> Work required: Pull every line that holds the word "photo" from the entries.

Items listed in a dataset
========
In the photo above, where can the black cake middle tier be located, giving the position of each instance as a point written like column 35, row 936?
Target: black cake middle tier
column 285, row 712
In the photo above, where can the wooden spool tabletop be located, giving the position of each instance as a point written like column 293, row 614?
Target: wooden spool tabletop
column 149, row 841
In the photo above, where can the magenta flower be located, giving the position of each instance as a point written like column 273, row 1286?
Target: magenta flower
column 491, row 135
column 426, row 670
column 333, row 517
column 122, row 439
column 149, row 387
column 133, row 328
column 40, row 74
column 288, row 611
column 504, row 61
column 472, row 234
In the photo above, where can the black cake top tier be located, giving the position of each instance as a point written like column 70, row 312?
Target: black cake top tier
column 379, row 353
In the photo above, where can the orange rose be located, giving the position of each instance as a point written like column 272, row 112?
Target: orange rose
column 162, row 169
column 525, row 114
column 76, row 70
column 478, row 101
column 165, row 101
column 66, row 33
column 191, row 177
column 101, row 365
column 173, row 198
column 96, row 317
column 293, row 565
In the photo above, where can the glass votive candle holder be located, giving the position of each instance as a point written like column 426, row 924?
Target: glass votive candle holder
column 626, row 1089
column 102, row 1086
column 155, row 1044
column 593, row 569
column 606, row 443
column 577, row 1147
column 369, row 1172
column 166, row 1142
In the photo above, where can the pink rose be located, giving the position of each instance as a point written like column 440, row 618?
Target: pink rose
========
> Answer to the exercise:
In the photo above, where can the black cake middle tier be located, giving the position of each instance as a point written like column 35, row 936?
In the photo above, where can the wooden spool tabletop be located, giving the position of each instance as a point written like column 293, row 614?
In the photo above, where can the magenta flower be located, giving the position of each instance as a point written like column 273, row 1286?
In the photo above, where can the black cake top tier be located, giving the position of each instance as a point written like column 70, row 312?
In the photo above, where can the orange rose be located, giving the position of each instance as a point written like column 272, row 112?
In the photo above, where can the glass votive candle holder be located, giving the position of each instance as a point written like column 426, row 924?
In the photo above, where can the pink rose be located, giving the position of each instance as a point written like column 440, row 618?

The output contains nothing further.